» EXERCISE: Each entry should be given again exactly, with any image left out.

################

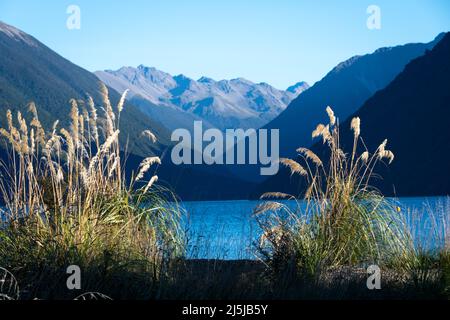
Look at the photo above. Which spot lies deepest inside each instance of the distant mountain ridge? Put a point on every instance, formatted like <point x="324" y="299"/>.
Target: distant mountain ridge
<point x="30" y="71"/>
<point x="412" y="112"/>
<point x="345" y="88"/>
<point x="236" y="103"/>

################

» ANSWER TO THE PROBLEM:
Look at the photo above. Which spot lies deepest inside each instance of the distant mountain ridge? Put a point on every instance, formatted like <point x="324" y="299"/>.
Target: distant mountain ridge
<point x="30" y="71"/>
<point x="412" y="112"/>
<point x="345" y="88"/>
<point x="236" y="103"/>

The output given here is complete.